— Start of DATA SUPPLIED —

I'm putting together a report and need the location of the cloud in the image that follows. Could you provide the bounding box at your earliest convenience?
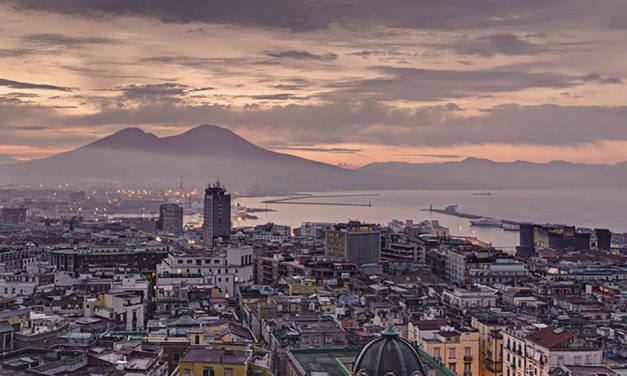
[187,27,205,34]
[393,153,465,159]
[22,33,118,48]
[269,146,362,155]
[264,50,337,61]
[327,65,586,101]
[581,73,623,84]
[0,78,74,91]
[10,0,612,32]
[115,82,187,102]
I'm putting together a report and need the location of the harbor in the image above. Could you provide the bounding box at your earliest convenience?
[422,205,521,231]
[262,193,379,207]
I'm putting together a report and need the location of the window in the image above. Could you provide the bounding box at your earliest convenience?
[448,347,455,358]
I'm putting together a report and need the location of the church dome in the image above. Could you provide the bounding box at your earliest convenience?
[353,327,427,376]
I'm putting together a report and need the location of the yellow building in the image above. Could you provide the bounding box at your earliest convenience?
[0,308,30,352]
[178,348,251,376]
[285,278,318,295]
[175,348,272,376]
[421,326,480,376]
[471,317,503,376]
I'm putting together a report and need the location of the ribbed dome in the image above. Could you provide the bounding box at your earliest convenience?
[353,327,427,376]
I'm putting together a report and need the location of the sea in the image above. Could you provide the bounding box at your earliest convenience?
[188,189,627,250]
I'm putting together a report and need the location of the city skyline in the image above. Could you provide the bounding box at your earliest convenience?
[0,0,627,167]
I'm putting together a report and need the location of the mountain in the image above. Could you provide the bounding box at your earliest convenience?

— End of DATA SUPPLIED —

§ **YOUR OBJECTIVE**
Please render all of the rows above as a JSON list of strings with one string per line, skipping blank lines and omitting the pictures.

§ **EXPECTED ANSWER**
[
  "I'm putting together a report and need the location of the cloud in the image that follows. Could you provide the bounding box at your earliest convenience?",
  "[187,27,205,34]",
  "[393,153,465,159]",
  "[22,33,118,48]",
  "[269,146,362,155]",
  "[264,50,337,61]",
  "[327,65,586,101]",
  "[581,73,623,84]",
  "[0,78,74,91]",
  "[10,0,612,32]",
  "[115,82,187,102]",
  "I'm putting together a report and need the location of the harbor in the image above. Could you provide the bounding box at your earliest convenience?",
  "[422,205,521,231]",
  "[262,193,379,207]",
  "I'm putting together a report and need the location of the window in the image above. Could you provide the bounding box at your earliest convenience?",
  "[448,347,455,358]",
  "I'm putting together a report and need the location of the church dome in the image above. Could you provide the bounding box at your earliest convenience?",
  "[353,327,427,376]",
  "I'm putting together a report and need the location of the yellow building in the image above. Could you provide the bounding box at your earliest convenience?",
  "[0,308,30,352]",
  "[178,348,251,376]",
  "[285,278,318,295]",
  "[175,348,272,376]",
  "[421,326,480,376]",
  "[471,317,503,376]",
  "I'm putting together a report and need the location of the ribbed dome in the image above. Could you provide the bounding box at your earliest convenience?",
  "[353,327,427,376]",
  "I'm putting together a report and need the location of the sea in the image above. Could you provide the bounding box at your earliest convenience?",
  "[188,189,627,250]",
  "I'm putting together a report and need the location of the city skyline in the image above. Could you provide the bounding box at your earliest convenience?",
  "[0,0,627,167]",
  "I'm putting together a report and need the location of the mountain in the image above. Could you provide the bounding box at your earliest convenience?"
]